SET TASK ▸ Please quote every one of the following lines word for word.

DATASET RECORDS ▸

++++

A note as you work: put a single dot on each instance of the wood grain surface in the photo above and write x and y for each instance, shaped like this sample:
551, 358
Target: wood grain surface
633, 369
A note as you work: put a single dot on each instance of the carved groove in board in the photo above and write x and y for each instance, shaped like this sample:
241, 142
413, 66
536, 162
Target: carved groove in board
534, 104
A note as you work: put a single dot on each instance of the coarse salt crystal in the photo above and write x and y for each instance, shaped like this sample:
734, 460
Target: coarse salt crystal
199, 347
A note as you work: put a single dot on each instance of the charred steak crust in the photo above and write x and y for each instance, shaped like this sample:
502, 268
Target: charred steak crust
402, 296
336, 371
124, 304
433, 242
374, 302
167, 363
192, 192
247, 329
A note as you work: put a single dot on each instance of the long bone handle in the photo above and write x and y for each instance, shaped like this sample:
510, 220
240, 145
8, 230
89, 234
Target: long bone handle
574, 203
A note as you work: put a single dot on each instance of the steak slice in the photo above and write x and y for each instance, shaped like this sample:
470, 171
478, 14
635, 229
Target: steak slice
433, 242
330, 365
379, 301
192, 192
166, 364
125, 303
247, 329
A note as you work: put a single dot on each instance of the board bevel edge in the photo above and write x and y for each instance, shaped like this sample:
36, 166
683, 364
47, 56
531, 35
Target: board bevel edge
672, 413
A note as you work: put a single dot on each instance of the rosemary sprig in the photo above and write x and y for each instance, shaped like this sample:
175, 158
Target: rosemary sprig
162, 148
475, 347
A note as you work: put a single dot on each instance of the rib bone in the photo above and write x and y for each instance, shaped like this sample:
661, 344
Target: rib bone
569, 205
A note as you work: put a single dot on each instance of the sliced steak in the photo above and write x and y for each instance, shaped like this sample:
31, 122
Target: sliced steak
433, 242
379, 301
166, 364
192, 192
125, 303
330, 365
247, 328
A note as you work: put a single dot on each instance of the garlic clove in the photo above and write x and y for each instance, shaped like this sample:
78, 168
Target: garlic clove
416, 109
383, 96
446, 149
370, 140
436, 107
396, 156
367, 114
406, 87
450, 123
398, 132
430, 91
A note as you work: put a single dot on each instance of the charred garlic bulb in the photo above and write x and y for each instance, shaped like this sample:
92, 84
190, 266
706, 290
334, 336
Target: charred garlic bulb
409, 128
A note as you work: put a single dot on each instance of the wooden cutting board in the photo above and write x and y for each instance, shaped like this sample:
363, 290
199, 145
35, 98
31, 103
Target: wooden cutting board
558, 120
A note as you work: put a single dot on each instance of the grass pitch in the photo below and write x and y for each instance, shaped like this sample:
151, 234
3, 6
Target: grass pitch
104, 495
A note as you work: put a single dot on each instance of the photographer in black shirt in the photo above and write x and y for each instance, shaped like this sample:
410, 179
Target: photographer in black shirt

++++

WRITTEN SOLUTION ▸
A note as you work: put a single dot on each instance of the wood grain surface in the photo above and write x and y for each instance, shaped like this sample:
551, 358
Target: wood grain surface
633, 369
A note as you work: put a single dot on each instance of the carved groove in board in the photo above and write x and y for each instance, shaped like this sample:
241, 142
413, 66
536, 162
Target: carved groove in board
534, 104
A note as you work: put a single dot on each instance of the coarse salt crystal in the photo above and write x and y for each instance, shaped like this sample:
734, 460
Target: coarse salt crystal
199, 347
A note as you work: put a single dot on each instance of the charred steak crust in the photo above and write x and y for each instance, shaped like this sample:
502, 268
Target: charred steak crust
402, 296
336, 371
124, 304
433, 242
374, 302
167, 363
192, 192
247, 329
A note as you work: put a single dot on each instance of the long bone handle in the photo above and write x and y for each instance, shaped like this sample:
510, 220
240, 145
8, 230
89, 234
Target: long bone handle
574, 203
A note as you work: put a single dot on each instance of the steak slice in the photo above and write x and y for each instance, shaped like this sample:
470, 171
478, 14
635, 229
Target: steak slice
433, 242
330, 365
379, 301
192, 192
166, 364
125, 303
247, 329
A note as you work: put a single dot on each instance of the board bevel edge in the photo above and write x and y for each instance, shaped like this sample:
36, 166
683, 364
47, 56
531, 35
Target: board bevel edge
672, 413
A note as you work: put a single dot on each instance of the rosemary sprig in the photo above and write x and y for each instance, shaped like this sample:
175, 158
Target: rosemary sprig
162, 148
475, 347
A note as you work: put a single dot on each instance of the rib bone in the photo above and write x and y for each instance, shaped like this sample:
661, 344
Target: rib bone
569, 205
A note as you work: put a single dot on each instance of the sliced steak in the photo above and write x and y for each instance, shaped like this sample:
31, 122
Target: sliced steak
433, 242
379, 301
166, 364
192, 192
125, 303
330, 365
247, 328
A note as you work: put a single dot on each instance of the garlic clove in the photo above and write x and y for each instance, shaped like this sample:
78, 168
Target: garlic clove
416, 109
383, 96
446, 149
370, 140
436, 107
396, 156
367, 114
406, 87
450, 123
398, 132
430, 91
A note as you work: put a single dot on each instance of the charred garlic bulb in the photo above and write x and y for each instance, shaped like this sample:
92, 84
190, 266
706, 290
334, 336
Target: charred garlic bulb
409, 128
A note as you work: put a single dot on each instance of the wooden cutting board in the photo above and write x and y for each instance, shaped like this sample:
363, 290
199, 145
35, 98
31, 103
Target: wooden cutting board
558, 120
A note as you work: put a single dot on each instance of the grass pitch in the photo below and write x and y for each instance, shaped like this sample:
151, 234
3, 6
Target: grass pitch
104, 495
A note as you work: put a single dot on each instance of the photographer in black shirt in the photo above and write x and y for each instance, shaped like this sample:
410, 179
Target: photographer in black shirt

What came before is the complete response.